### TASK ITEM
What this exercise calls for is an exact copy of the data.

··· DATA RECORDS

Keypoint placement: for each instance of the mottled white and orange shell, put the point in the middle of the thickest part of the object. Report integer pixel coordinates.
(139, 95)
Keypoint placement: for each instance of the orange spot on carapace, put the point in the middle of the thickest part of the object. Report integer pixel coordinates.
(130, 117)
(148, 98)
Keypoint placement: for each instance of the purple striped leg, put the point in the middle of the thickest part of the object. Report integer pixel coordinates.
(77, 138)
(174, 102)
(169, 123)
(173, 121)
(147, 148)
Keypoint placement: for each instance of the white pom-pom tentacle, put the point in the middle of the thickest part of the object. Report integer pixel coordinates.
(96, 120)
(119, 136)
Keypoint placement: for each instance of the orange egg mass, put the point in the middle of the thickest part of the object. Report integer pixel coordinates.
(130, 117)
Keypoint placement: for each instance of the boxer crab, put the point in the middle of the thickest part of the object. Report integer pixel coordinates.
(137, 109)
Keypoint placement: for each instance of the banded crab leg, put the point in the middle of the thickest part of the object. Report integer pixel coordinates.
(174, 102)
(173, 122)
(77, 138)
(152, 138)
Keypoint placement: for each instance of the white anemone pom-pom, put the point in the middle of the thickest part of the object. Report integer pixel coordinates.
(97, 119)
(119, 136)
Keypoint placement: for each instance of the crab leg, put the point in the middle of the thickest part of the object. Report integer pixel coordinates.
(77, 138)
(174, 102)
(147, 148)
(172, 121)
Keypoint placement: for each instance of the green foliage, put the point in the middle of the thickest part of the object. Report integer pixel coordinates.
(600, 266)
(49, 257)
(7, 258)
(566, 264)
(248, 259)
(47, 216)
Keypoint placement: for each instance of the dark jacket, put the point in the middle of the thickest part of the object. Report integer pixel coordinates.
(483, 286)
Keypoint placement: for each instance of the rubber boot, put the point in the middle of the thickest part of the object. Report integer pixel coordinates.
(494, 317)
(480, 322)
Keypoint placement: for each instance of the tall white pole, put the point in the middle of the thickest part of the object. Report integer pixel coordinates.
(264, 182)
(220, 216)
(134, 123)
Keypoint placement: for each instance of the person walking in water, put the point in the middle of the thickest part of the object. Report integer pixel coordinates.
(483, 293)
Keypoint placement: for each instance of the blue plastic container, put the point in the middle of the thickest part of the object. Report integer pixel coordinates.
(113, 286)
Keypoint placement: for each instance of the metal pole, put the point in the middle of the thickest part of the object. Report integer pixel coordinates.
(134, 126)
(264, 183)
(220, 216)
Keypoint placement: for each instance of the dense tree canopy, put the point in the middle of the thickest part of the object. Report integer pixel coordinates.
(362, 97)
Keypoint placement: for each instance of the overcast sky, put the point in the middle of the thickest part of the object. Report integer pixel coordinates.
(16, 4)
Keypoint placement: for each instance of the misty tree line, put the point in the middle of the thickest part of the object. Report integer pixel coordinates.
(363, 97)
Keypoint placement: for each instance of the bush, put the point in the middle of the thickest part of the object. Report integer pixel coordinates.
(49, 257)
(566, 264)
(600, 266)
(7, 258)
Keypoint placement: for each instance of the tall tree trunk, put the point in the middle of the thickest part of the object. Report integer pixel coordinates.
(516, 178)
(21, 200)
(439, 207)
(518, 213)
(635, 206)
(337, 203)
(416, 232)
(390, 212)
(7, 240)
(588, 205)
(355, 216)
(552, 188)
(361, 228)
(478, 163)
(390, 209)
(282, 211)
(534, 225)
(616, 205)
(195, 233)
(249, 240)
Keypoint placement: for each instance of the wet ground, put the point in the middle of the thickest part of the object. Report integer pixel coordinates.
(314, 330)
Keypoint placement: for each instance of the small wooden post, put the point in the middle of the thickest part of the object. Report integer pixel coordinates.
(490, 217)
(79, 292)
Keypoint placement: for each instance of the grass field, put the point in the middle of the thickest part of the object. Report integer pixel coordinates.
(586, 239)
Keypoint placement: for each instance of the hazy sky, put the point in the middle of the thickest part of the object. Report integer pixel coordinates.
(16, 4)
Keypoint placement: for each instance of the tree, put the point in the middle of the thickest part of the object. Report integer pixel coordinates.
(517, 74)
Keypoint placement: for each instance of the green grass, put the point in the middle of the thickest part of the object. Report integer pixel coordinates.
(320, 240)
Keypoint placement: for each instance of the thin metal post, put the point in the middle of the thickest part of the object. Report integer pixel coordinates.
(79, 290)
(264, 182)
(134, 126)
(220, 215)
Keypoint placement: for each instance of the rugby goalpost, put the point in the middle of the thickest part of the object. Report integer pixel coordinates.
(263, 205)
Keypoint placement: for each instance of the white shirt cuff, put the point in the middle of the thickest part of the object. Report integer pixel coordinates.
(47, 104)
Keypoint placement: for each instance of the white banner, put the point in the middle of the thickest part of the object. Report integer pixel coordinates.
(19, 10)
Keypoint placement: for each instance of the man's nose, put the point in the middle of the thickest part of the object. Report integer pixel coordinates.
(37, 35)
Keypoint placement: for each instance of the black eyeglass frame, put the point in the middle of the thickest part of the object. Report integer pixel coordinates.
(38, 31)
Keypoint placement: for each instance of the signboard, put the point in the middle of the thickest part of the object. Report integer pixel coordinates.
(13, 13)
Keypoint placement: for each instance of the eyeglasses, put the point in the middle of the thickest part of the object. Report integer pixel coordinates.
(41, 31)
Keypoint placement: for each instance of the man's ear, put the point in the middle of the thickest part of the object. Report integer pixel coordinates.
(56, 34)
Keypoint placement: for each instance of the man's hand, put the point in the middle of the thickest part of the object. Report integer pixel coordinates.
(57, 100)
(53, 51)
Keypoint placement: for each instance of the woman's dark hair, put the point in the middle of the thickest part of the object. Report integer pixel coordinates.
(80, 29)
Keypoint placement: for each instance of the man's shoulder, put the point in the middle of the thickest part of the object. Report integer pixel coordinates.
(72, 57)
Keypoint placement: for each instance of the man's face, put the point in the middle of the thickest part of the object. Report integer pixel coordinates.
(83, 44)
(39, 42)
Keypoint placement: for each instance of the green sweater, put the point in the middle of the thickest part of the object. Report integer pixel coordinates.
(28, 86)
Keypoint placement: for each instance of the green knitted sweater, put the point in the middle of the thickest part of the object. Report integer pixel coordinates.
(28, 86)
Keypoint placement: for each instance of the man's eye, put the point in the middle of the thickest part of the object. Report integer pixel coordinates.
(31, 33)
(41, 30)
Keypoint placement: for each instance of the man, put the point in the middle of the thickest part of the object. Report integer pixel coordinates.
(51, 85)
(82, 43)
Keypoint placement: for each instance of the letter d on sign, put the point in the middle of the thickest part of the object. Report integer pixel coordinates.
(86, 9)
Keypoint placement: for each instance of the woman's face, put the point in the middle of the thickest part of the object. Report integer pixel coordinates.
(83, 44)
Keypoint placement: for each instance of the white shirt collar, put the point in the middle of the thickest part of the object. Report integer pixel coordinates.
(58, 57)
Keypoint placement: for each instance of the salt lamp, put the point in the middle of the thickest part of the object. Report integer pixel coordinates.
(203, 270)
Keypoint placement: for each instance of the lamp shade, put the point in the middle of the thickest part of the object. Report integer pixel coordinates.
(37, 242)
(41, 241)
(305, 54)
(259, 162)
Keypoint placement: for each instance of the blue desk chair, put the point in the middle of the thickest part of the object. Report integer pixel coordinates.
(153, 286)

······

### ANSWER TO THIS EXERCISE
Keypoint placement: for each instance of the mottled white and orange shell, put the point in the middle of the thickest part of the object. Report integer pixel coordinates.
(139, 95)
Keypoint placement: for each instance of the orange spot on carapace, put the point in the middle of the thickest part of the object. Report integer pixel coordinates.
(130, 117)
(148, 98)
Keypoint placement: for each instance of the purple striped leg, put the point in the middle of the thickest part of the object. Report integer pixel coordinates.
(77, 138)
(174, 102)
(169, 123)
(173, 121)
(147, 148)
Keypoint placement: for each instance of the white pom-pom tentacle, put the point in the middle of the thickest part of the object. Report integer pixel coordinates.
(96, 120)
(119, 136)
Keypoint placement: for each instance of the orange egg mass, put the point in the middle of the thickest part of the object. Report integer pixel coordinates.
(130, 117)
Keypoint placement: for each instance of the boxer crab, put the point in the middle of the thickest part of the object. Report integer pixel coordinates.
(137, 109)
Keypoint placement: for each instance of the banded crab leg, put the point in the middle of the thickest part of the object. Report integer pixel coordinates.
(174, 102)
(173, 122)
(77, 138)
(152, 138)
Keypoint placement: for each instance of the white anemone pom-pom, put the point in the middle of the thickest part of the object. Report integer pixel coordinates.
(97, 119)
(119, 136)
Keypoint placement: for each instance of the crab leg, put the point in the middle of the thickest part of the object. Report integer pixel coordinates.
(77, 138)
(174, 102)
(147, 148)
(172, 121)
Keypoint placement: for each instance of the green foliage, put the point in the middle of the thickest part of the object. Report integer pixel coordinates.
(600, 266)
(49, 257)
(7, 258)
(566, 264)
(248, 259)
(47, 216)
Keypoint placement: for each instance of the dark jacket, put the point in the middle of the thickest part of the object. Report integer pixel coordinates.
(483, 286)
Keypoint placement: for each instance of the rubber boot, put the point in the middle of the thickest part of the object. Report integer pixel coordinates.
(494, 317)
(480, 322)
Keypoint placement: for each instance of the tall white pole, put the point in the middle of the thickest part of the object. Report integer pixel coordinates.
(264, 182)
(220, 216)
(134, 123)
Keypoint placement: for each instance of the person walking in water, put the point in the middle of the thickest part of the object. Report integer pixel coordinates.
(483, 293)
Keypoint placement: for each instance of the blue plastic container, put the point in the middle of the thickest part of the object. Report integer pixel coordinates.
(113, 286)
Keypoint placement: for each instance of the metal pole, put the point in the middle of the thickest part of the object. Report integer pixel coordinates.
(134, 126)
(264, 183)
(220, 216)
Keypoint placement: for each instance of the dense tree canopy, put the point in the middle of the thickest part of the object. Report integer pixel coordinates.
(362, 97)
Keypoint placement: for each instance of the overcast sky, put the point in the middle of the thickest part of the object. Report integer pixel coordinates.
(16, 4)
Keypoint placement: for each instance of the misty tree line, put the point in the middle of the thickest part of the object. Report integer pixel coordinates.
(363, 97)
Keypoint placement: for each instance of the bush, put the point in the middle of the thickest part of the object. Report integer pixel coordinates.
(49, 257)
(566, 264)
(600, 266)
(7, 258)
Keypoint placement: for each instance of the tall tree trunk, put the point in the middle of the thickest part of the object. Report integer pixel coordinates.
(516, 178)
(21, 200)
(439, 207)
(518, 213)
(635, 206)
(337, 203)
(416, 232)
(390, 212)
(7, 240)
(588, 205)
(355, 216)
(552, 188)
(361, 228)
(478, 163)
(390, 209)
(282, 211)
(534, 225)
(616, 205)
(195, 233)
(249, 240)
Keypoint placement: for each instance of the wet ground, put the point in the middle of the thickest part of the object. Report integer pixel coordinates.
(314, 330)
Keypoint placement: for each instance of the small wooden post, put the point in the middle of the thickest part of the object. Report integer pixel coordinates.
(490, 217)
(79, 292)
Keypoint placement: for each instance of the grass field, put the point in the middle of the thickest part of the object. Report integer pixel coordinates.
(586, 239)
Keypoint placement: for each instance of the hazy sky, put the point in the middle of the thickest part of the object. Report integer pixel coordinates.
(16, 4)
Keypoint placement: for each instance of the tree, put the point in the middle of the thickest part of the object. Report integer pixel coordinates.
(517, 74)
Keypoint placement: for each instance of the green grass, put the point in the middle of the thickest part of the object. Report integer pixel coordinates.
(320, 240)
Keypoint placement: for each instance of the thin metal post, put the point in the middle of the thickest part of the object. Report integer pixel coordinates.
(79, 290)
(264, 182)
(134, 126)
(220, 215)
Keypoint placement: for each instance of the rugby goalpost, put the point in the middle of the thickest part of the object. Report integer pixel coordinates.
(263, 205)
Keypoint placement: for each instance of the white shirt cuff, put the point in the middle of the thickest part of the object. Report integer pixel coordinates.
(47, 104)
Keypoint placement: for each instance of the white banner, put the point in the middle of the thickest part of the object. Report integer pixel coordinates.
(19, 10)
Keypoint placement: for each instance of the man's nose, put the point in the middle of the thickest part of the object. Report integer pixel coordinates.
(37, 35)
Keypoint placement: for each instance of the black eyeglass frame, put the point in the middle of the thickest part of the object. Report integer pixel coordinates.
(38, 31)
Keypoint placement: for each instance of the signboard, put the point in the middle of the thickest part of the object. Report integer pixel coordinates.
(13, 13)
Keypoint placement: for each instance of the eyeglasses, put the point in the middle of the thickest part of the object. Report integer pixel coordinates.
(41, 31)
Keypoint placement: for each instance of the man's ear, put the point in the middle of the thickest part of the object. Report integer pixel coordinates.
(56, 34)
Keypoint placement: for each instance of the man's hand, put the point in the middle of the thickest part of the object. Report integer pixel coordinates.
(57, 100)
(53, 51)
Keypoint placement: for each instance of the woman's dark hair, put the point in the middle of the thickest part of the object. Report integer pixel coordinates.
(80, 29)
Keypoint placement: for each instance of the man's shoulder, put the point in the middle of the thickest part of the object. Report integer pixel coordinates.
(72, 57)
Keypoint placement: for each instance of the man's face, put the point in the middle of the thickest part of the object. Report integer pixel coordinates.
(83, 44)
(39, 42)
Keypoint placement: for each instance of the green sweater, put the point in the middle of the thickest part of the object. Report integer pixel coordinates.
(28, 86)
Keypoint placement: for each instance of the green knitted sweater, put the point in the middle of the thickest part of the object. Report integer pixel coordinates.
(28, 86)
Keypoint placement: for each instance of the man's eye, put the point in the middle of the thickest part of the object. Report integer pixel coordinates.
(31, 33)
(41, 30)
Keypoint placement: for each instance of the man, put the point in the middle of the thickest part of the object. Report integer pixel coordinates.
(51, 85)
(82, 43)
Keypoint placement: for each instance of the letter d on sign, put the point in the middle of the thickest part of the object. Report integer pixel coordinates.
(86, 9)
Keypoint placement: for each instance of the woman's face, put the point in the middle of the thickest part of the object. Report integer pixel coordinates.
(83, 44)
Keypoint placement: for each instance of the white shirt collar, put the point in the middle of the thickest part of the object. Report integer pixel coordinates.
(58, 57)
Keypoint placement: for each instance of the salt lamp, put the point in the middle of the thickest part of the object. Report integer pixel coordinates.
(203, 270)
Keypoint placement: for each instance of the lamp shade, put the point in the middle of the thickest part of the object. Report integer pixel coordinates.
(37, 242)
(41, 241)
(305, 54)
(259, 162)
Keypoint placement: for each instance of the blue desk chair, put the point in the middle of the thickest part of the object. Report integer pixel coordinates.
(153, 286)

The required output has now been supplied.